▶ _EXERCISES_
a – Copy the passage on core's services between "Current statistical information" and "all allocated dataspaces.", inclusive, and swap "implicitly" for "automatically" in it.
b – Extend the passage on core's services with further writing that picks up after its final sentence.

▶ _EXTRACTED TEXT_

□ □ □ □ □ □ □

These prerequisites comprise services for creating processes and threads,
for allocating memory, for accessing boot-time-present files, and for managing
address-space layouts.
Core is almost free from policy. There are no configuration options.
The only policy of core is the startup of the init process to which core
grants all available resources.
In the following, we explain the session interfaces of core's services in
detail.
RAM - allocator for physical memory
===================================
A RAM session is a quota-bounded allocator of blocks from physical memory.
There are no RAM-specific session-construction arguments.
Immediately after the creation of a RAM session, its quota is zero.
To make the RAM session functional, it must be loaded with quota from
another already existing RAM session, which we call the _reference account_.
The reference account of a RAM session can be defined initially via:
!int ref_account(Ram_session_capability ram_session_cap);
Once the reference account is defined, quota can be transferred back and
forth between the reference account and the new RAM session with:
!int transfer_quota(Ram_session_capability ram_session_cap,
! size_t amount);
Provided, the RAM session has enough quota, a dataspace of a given size
can be allocated with:
!Ram_dataspace_capability alloc(size_t size);
The result value of 'alloc' is a capability to the RAM-dataspace
object implemented in core. This capability can be communicated to other
processes and can be used to make the dataspace's physical-memory region
accessible from these processes.
An allocated dataspace can be released with:
!void free(Ram_dataspace_capability ds_cap);
The 'alloc' and 'free' calls track the used-quota information of the RAM
session accordingly.
Current statistical information about the quota limit and the
used quota can be retrieved by:
!size_t quota();
!size_t used();
Closing a RAM session implicitly destroys all allocated dataspaces.
ROM - boot-time-file access
===========================
A ROM session represents a boot-time-present read-only file. This may be a
module provided by the boot loader or a part of a static ROM image. On session
construction, a file identifier must be specified as a session argument using the
tag 'filename'. The available filenames are not fixed but depend on the actual
deployment. On some platforms, core may provide logical files for special memory
objects such as the GRUB multiboot info structure or a kernel info page. The
ROM session enables the actual read access to the file by exporting the file as
dataspace:
!Rom_dataspace_capability dataspace();
IO_MEM - memory mapped I/O access
=================================
With IO_MEM, core provides a dataspace abstraction for non-memory parts of the
physical address space such as memory-mapped I/O regions or BIOS areas. In
contrast to a memory block that is used for storing information of which the
physical location in memory is of no matter, a non-memory object has a special
semantics attached to its location within the physical address space. Its
location is either fixed (by standard) or can be determined at runtime, for
example by scanning the PCI bus for PCI resources. If the physical location of
such a non-memory object is known, an IO_MEM session can be created by
specifying 'base' and 'size' as session-construction arguments.

□ □ □ □ □ □ □

(Rows from a pointing dataset)
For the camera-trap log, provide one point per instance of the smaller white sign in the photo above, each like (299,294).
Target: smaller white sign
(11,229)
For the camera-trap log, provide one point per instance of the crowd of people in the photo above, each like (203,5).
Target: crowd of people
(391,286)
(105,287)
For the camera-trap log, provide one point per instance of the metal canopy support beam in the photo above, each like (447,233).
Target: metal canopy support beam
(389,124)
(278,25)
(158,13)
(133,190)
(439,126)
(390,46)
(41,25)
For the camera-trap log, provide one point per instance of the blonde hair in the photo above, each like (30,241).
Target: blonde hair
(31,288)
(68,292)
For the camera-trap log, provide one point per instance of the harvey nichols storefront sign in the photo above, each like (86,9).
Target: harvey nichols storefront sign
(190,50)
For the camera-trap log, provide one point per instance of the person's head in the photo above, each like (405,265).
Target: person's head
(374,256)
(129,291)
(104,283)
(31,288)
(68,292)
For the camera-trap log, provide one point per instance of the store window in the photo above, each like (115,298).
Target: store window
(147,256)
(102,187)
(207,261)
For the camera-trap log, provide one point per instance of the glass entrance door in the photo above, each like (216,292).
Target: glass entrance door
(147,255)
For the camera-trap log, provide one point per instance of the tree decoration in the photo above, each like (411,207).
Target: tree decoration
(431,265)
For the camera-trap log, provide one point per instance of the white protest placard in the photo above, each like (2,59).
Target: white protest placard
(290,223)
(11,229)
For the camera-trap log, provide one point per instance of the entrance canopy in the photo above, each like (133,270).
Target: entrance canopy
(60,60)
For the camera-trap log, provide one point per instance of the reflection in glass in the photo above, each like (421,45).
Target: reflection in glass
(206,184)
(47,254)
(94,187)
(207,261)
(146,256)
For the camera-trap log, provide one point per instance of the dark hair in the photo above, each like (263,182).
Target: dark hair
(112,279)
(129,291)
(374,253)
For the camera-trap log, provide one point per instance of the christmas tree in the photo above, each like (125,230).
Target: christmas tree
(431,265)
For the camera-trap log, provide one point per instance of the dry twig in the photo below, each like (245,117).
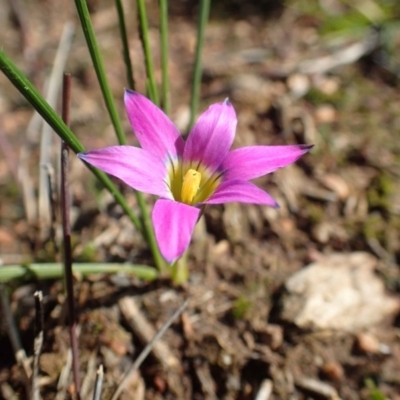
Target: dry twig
(145,331)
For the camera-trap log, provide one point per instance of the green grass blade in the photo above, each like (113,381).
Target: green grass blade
(91,41)
(26,88)
(164,55)
(125,44)
(202,23)
(55,270)
(144,36)
(147,224)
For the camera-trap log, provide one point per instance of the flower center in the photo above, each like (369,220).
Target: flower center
(191,183)
(190,186)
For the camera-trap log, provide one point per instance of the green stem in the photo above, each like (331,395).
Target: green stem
(147,225)
(203,19)
(180,271)
(150,235)
(125,44)
(26,88)
(55,270)
(91,41)
(164,55)
(144,35)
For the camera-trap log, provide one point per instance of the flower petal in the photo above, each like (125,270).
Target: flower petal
(254,161)
(212,136)
(136,167)
(154,130)
(240,191)
(173,225)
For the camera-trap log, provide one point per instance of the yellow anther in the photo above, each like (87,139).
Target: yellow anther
(190,186)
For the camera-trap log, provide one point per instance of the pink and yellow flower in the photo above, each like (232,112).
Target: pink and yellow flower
(187,175)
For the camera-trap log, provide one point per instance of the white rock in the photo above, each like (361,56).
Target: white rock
(338,292)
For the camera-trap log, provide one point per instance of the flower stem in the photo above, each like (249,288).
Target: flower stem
(93,47)
(146,220)
(26,88)
(203,19)
(180,271)
(55,270)
(164,55)
(144,36)
(125,44)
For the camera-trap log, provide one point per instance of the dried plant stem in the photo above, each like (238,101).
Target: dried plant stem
(98,384)
(203,19)
(141,327)
(19,352)
(19,80)
(38,344)
(65,207)
(45,142)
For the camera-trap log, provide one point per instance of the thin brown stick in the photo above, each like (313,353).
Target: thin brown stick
(38,344)
(65,207)
(98,384)
(128,307)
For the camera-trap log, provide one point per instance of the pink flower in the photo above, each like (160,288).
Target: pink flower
(189,174)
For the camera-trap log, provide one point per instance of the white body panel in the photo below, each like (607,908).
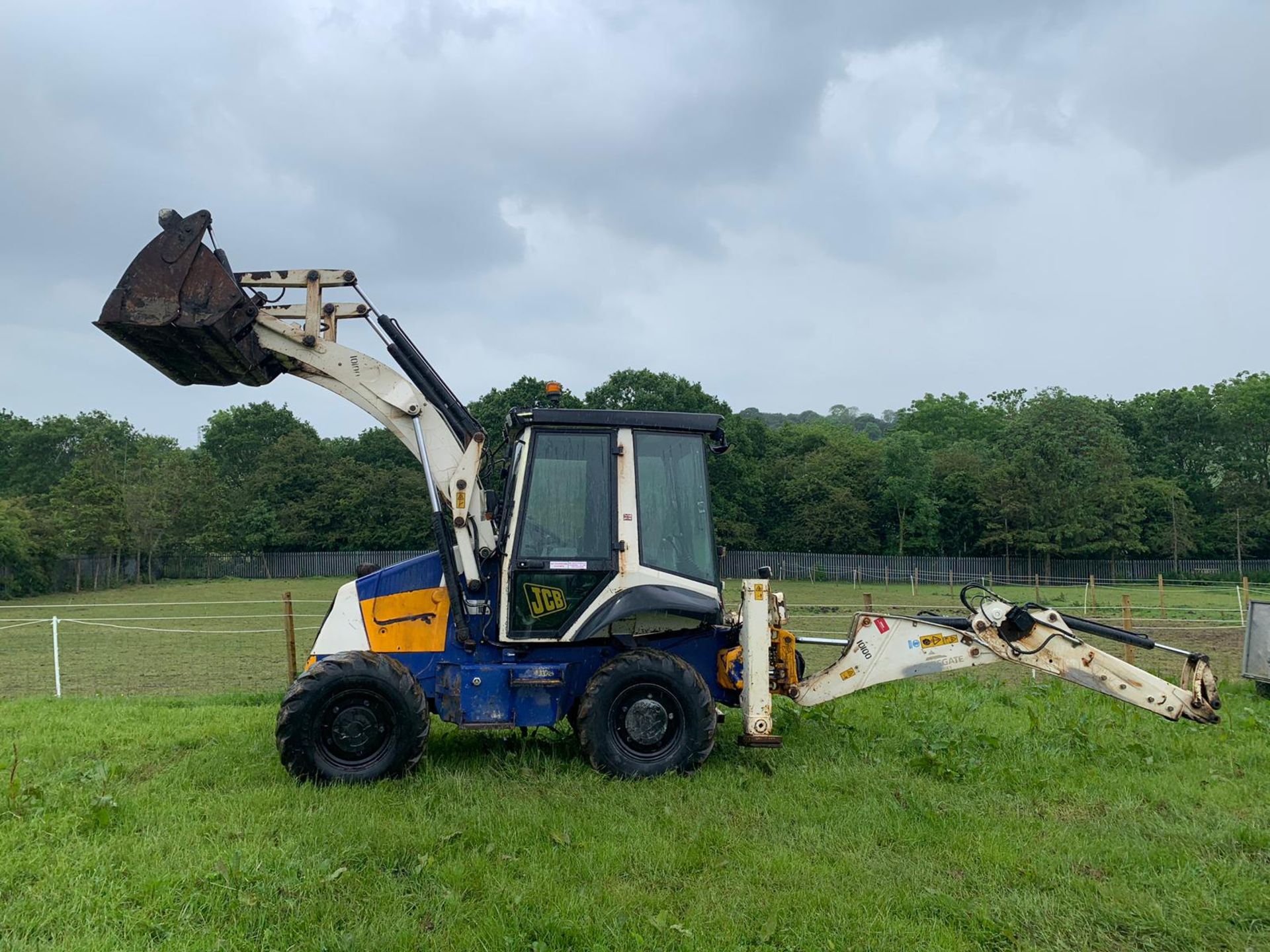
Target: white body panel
(343,630)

□ □ □ □ □ □ □

▶ _THE REPLIES_
a –
Current statistical information about the quota limit and the
used quota can be retrieved by:
!size_t quota();
!size_t used();
Closing a RAM session automatically destroys all allocated dataspaces.

b –
The IO_MEM session then provides the specified physical memory area as
dataspace:
!Io_mem_dataspace_capability dataspace();
IO_PORT - access to I/O ports
=============================
For platforms that rely on I/O ports for device access, core's IO_PORT service
enables fine-grained assignment of port ranges to individual processes.
Each IO_PORT session corresponds to the exclusive access right to a
port range as specified with the 'io_port_base' and 'io_port_size'
session-construction arguments. Core creates the new IO_PORT session
only if the specified port range does not overlap with an already existing
session. This ensures that each I/O port is driven by only one
process at a time. The IO_PORT session interface resembles the
physical I/O port access instructions. Reading from an I/O port
can be performed via an 8bit, 16bit, or 32bit access:
!unsigned char inb(unsigned short address);
!unsigned short inw(unsigned short address);
!unsigned inl(unsigned short address);
Vice versa, there exist functions for writing to an I/O port via
an 8bit, 16bit, or 32bit access:
!void outb(unsigned short address, unsigned char value);
!void outw(unsigned short address, unsigned short value);
!void outl(unsigned short address, unsigned value);
The address argument of I/O-port access functions are absolute
port addresses that must be within the port range of the session.
IRQ - handling device interrupts
================================
The IRQ service of core provides processes with an interface to
device interrupts. Each IRQ session corresponds to an attached
interrupt. The physical interrupt number is specified via the
'irq_number' session-construction argument. A physical interrupt
number can be attached to only one session. The IRQ session
interface provides a blocking function to wait for the next
interrupt:
!void wait_for_irq();
While the 'wait_for_irq' function blocks, core unmasks the
interrupt corresponding to the IRQ session.
On function return, the corresponding interrupt line is masked
and acknowledged.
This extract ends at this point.